Page text:

Something Missing from Iraq War Debate (As Usual)

European terror attacks
AP Photo/Mohammad Hannon

The Iraq debate that has erupted three, seven, eight, twelve years too late may end up disproving the old adage, “Better late than never.” Why? Too many glaring omissions from the conversation.

Let’s start with Numero Uno: Islam.

Once again, Islam is not part of the discussion.

This omission, as readers of the website know, is nothing new in discourse about American wars in the Islamic world. Many’s the time over the past dozen years when I attended Washington confabs where the wars in Iraq, Afghanistan were discussed at length by experts, military officers and elected officials, but Islam was not even mentioned — and certainly not as as a cultural-legal-political-religious roadblock against the US policy of “nation-building” through “hearts and minds”  “counterinsurgency.” This is a failed policy, as we have seen.

Or have we? I think not.

So long as the discussion of Islam — its collectivist laws of supremacism and inequality, just for instance  — is not part of the “what went wrong in Iraq and Afghanistan?” conversation, the answers will continue to elude us.

It is refreshing, to be sure, to hear straight talk from retired Army LTG Daniel Bolger on “the surge” –– namely, that “the surge” was a strategic defeat, and not, as the continuous loop on the Right will repeat and repeat, a “Bush victory” “lost by Obama.” For years, the chimera of  “surge” “victory” was a running theme of my column and posts, along with much commentary on see-no-Islam COIN doctrine as promoted and executed by top brass from Petraeus to Mullen to McChrystal and others.

Even a rudimentary understanding of the clash between Islamic law vs. Western law should have made it obvious at some point over the years that the US was never going to “stand up” the Islamic Republic of Iraq as an “ally” in the “war on terror [jihad],” no matter how many “surges” of Western troops there might be. But this is exactly what President Bush promised us, all according to the (Bernard) Lewis Doctrine of “democratizing” the “Arab world” by force.

In 2004, the Wall Street Journal published a key discussion of the rise and weaponization of the “Lewis Doctrine” under President Bush, noting:

If his [Lewis’s] prescription [to democratize the Muslim Middle East] is right, the U.S. may be able to blunt terrorism and stabilize a region that, as the chief exporter of oil, powers the industrial world and underpins the U.S.-led economic order.

If it’s wrong, as his critics contend, America risks provoking sharper conflicts that spark more terrorism and undermine energy security.”

Recorded data:
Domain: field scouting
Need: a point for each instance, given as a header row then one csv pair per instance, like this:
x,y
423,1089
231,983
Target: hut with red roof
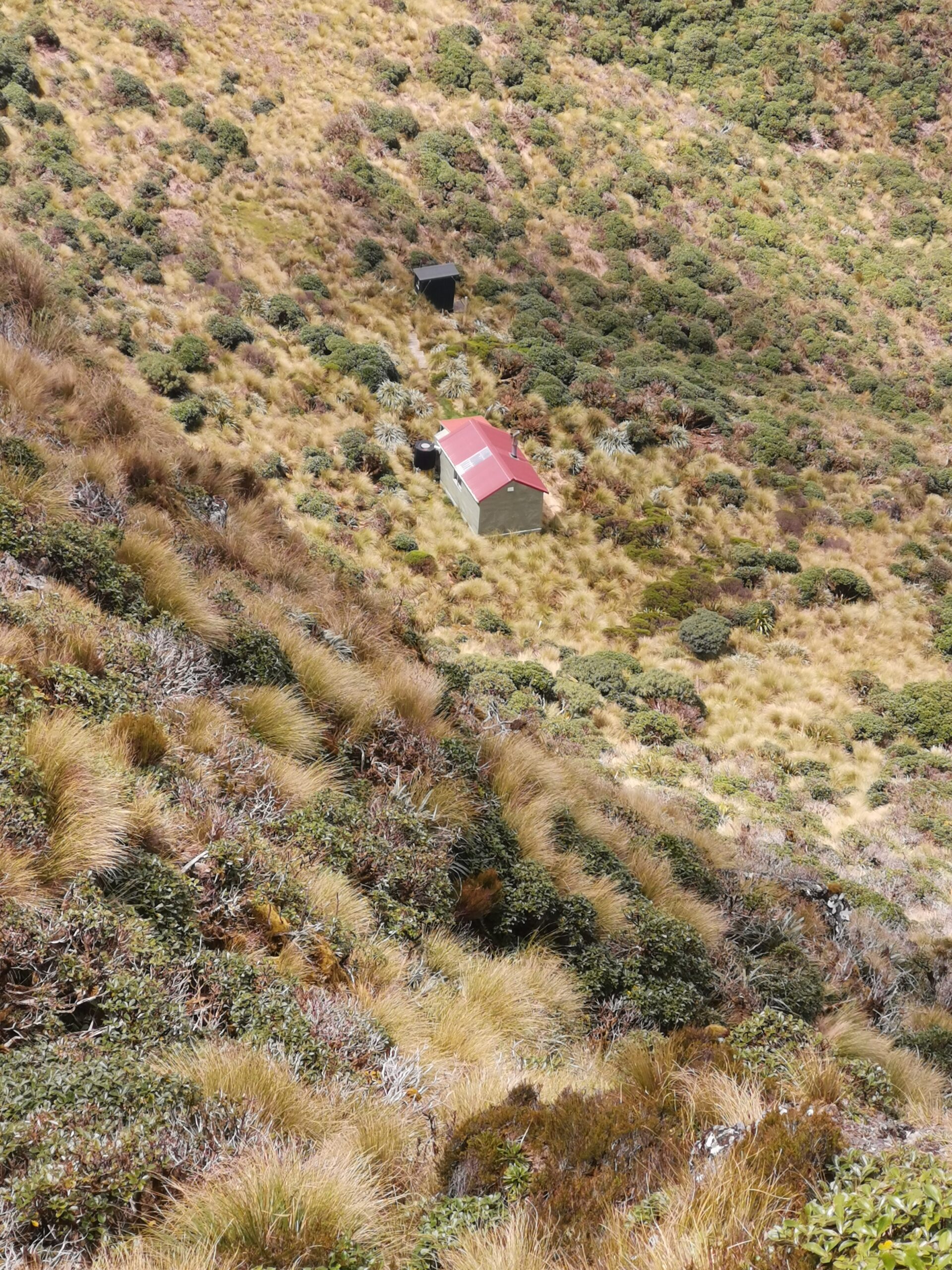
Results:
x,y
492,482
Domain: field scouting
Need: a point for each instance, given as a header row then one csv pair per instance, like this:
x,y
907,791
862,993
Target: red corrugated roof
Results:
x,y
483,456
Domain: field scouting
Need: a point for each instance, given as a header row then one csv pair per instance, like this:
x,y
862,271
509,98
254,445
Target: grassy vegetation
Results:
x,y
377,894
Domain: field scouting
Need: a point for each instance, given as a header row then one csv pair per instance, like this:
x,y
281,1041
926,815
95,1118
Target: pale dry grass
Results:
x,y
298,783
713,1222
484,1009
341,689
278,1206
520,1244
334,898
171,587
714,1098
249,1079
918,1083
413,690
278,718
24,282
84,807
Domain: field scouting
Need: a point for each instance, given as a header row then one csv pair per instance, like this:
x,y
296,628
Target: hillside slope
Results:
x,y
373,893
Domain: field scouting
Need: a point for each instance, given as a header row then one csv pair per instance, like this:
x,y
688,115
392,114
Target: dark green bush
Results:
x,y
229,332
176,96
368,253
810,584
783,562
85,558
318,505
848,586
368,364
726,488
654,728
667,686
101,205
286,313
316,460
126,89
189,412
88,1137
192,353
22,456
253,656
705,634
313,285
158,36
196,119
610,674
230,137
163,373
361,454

* * *

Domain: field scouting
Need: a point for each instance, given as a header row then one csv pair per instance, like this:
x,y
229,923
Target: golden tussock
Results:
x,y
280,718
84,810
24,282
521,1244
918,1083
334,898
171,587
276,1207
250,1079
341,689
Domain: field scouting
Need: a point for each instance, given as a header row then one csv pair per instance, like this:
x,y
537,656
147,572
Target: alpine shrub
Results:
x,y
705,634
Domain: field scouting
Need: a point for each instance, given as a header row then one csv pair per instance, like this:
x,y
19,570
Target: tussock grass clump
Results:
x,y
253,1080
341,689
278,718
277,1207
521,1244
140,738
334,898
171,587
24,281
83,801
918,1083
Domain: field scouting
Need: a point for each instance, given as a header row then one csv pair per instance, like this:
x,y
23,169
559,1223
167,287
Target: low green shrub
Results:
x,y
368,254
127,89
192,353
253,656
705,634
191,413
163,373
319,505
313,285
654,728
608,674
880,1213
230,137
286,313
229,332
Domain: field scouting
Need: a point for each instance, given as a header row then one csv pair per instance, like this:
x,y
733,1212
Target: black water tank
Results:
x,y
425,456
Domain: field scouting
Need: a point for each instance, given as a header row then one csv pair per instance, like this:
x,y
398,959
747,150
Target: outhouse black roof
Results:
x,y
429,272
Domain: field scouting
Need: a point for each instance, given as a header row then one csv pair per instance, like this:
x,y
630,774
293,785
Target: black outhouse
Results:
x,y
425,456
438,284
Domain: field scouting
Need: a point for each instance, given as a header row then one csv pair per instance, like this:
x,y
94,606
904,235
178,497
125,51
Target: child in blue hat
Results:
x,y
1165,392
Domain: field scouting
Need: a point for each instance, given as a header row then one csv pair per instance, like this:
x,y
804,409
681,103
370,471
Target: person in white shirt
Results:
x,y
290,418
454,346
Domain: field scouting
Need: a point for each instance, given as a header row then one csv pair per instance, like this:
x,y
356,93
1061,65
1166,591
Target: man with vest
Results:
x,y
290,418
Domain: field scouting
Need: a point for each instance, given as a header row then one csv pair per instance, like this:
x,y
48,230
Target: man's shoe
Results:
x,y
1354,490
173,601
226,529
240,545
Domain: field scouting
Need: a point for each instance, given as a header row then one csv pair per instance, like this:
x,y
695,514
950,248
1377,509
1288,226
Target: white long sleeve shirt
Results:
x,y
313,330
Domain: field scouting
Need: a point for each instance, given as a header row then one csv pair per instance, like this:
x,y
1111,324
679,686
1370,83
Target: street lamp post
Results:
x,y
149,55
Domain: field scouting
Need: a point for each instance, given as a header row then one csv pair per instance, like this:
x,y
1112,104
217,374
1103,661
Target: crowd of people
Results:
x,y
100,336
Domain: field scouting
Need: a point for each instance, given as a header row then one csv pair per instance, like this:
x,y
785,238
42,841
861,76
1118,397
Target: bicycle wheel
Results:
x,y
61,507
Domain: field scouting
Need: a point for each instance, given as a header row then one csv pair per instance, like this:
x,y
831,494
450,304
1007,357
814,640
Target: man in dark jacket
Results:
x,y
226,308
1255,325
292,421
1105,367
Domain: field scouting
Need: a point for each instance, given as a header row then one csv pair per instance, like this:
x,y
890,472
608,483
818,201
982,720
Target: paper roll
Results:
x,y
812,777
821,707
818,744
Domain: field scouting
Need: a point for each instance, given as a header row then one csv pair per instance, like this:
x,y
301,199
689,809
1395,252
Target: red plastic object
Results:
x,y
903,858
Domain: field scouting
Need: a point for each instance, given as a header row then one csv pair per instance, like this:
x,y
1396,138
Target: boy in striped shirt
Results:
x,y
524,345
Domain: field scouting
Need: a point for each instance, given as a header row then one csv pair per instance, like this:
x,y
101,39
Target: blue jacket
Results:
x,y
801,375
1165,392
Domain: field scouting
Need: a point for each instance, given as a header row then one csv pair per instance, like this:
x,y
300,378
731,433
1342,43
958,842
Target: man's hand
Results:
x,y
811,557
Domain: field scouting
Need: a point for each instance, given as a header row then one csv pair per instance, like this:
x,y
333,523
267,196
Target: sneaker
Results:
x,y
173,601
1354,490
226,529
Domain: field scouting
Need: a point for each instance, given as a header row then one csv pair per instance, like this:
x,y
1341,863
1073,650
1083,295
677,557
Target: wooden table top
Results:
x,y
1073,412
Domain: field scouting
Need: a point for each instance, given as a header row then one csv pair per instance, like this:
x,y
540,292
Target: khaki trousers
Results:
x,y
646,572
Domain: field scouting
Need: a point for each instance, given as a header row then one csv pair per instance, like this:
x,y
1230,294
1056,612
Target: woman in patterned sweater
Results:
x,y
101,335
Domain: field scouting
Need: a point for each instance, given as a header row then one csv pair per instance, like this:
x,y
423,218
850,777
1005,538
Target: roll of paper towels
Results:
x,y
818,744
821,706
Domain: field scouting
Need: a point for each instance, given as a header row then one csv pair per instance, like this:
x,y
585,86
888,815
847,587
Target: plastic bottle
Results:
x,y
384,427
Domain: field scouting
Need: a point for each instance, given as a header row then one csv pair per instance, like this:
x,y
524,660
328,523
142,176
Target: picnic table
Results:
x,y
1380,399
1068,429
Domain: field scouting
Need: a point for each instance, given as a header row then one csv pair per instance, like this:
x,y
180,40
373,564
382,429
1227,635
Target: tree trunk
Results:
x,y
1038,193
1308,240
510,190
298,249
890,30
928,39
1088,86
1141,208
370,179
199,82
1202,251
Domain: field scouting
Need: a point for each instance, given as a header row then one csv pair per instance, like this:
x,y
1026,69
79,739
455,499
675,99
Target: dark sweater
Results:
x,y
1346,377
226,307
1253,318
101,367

--

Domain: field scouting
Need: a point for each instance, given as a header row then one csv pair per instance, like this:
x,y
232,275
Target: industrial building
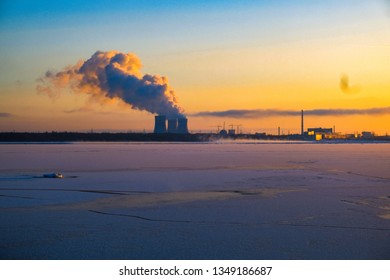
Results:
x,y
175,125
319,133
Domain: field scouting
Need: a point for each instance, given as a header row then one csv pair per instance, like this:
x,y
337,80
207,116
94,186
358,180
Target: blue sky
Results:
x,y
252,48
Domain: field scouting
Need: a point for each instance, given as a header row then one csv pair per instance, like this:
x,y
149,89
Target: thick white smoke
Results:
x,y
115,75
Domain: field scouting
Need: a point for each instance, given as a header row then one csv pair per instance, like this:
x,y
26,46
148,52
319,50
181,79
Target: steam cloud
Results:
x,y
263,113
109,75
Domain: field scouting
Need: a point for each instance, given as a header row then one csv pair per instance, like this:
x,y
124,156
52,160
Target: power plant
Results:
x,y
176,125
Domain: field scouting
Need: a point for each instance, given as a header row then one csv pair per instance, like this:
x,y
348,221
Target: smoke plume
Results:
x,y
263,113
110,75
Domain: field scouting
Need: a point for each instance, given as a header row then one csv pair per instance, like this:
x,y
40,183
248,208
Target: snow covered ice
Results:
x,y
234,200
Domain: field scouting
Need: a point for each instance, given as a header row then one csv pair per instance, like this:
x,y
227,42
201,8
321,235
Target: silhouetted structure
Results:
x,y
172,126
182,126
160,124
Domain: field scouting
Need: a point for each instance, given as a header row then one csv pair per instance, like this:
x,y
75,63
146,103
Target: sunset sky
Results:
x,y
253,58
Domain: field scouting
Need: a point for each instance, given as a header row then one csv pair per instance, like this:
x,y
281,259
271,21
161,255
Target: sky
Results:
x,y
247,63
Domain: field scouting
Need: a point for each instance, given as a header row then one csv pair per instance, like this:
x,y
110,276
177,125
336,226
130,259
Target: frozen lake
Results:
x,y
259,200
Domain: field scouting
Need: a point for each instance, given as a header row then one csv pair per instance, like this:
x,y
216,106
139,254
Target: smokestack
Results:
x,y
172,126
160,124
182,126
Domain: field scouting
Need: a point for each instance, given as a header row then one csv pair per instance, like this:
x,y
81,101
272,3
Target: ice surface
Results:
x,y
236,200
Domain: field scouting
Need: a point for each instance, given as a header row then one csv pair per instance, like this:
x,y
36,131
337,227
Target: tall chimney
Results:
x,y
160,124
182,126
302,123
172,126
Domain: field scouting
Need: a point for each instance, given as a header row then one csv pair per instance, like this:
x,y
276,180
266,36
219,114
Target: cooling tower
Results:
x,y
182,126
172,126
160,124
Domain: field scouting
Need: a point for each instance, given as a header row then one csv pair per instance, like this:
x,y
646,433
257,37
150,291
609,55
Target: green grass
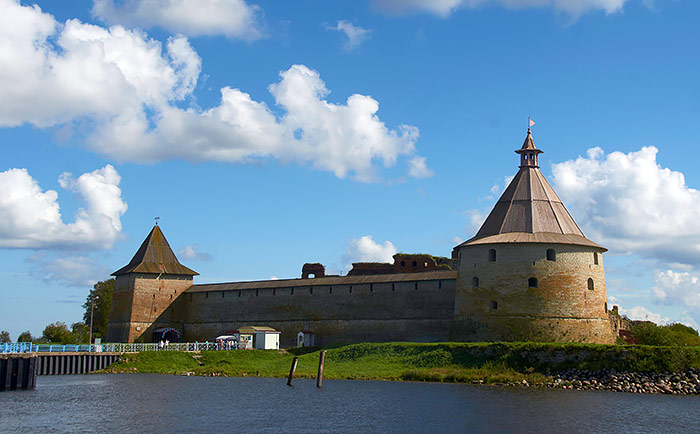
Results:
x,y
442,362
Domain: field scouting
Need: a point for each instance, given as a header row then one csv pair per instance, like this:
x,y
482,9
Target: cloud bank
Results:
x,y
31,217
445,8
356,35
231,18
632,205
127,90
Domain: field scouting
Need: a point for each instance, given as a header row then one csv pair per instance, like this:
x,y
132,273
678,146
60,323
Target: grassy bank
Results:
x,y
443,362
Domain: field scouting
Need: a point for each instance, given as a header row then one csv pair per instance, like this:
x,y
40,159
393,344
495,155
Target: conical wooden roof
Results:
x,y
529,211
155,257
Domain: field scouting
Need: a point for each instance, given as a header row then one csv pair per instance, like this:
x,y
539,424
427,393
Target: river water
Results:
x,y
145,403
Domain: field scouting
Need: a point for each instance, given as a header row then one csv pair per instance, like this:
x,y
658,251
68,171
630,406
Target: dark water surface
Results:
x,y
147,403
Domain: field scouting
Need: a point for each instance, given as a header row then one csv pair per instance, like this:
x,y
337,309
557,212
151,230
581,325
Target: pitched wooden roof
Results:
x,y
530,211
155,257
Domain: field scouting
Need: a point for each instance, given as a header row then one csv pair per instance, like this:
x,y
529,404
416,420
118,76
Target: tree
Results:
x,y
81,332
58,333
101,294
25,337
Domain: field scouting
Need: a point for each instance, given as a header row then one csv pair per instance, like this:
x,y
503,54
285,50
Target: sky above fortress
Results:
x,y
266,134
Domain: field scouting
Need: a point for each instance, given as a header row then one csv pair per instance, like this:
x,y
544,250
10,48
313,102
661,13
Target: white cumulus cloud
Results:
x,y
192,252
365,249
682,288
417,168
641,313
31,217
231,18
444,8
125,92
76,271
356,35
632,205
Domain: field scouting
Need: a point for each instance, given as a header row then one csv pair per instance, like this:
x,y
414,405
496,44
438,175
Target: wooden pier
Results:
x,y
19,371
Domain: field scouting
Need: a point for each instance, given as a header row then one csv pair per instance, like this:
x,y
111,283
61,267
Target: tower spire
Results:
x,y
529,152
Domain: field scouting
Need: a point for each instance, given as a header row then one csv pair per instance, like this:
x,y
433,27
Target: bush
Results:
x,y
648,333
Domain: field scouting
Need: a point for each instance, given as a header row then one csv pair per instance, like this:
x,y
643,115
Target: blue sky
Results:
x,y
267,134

Problem requirements:
List every military officer the article on the Iraq war debate names. The rows have no connection to the article on the Iraq war debate.

Answer to this exercise:
Daniel Bolger, Petraeus, Mullen, McChrystal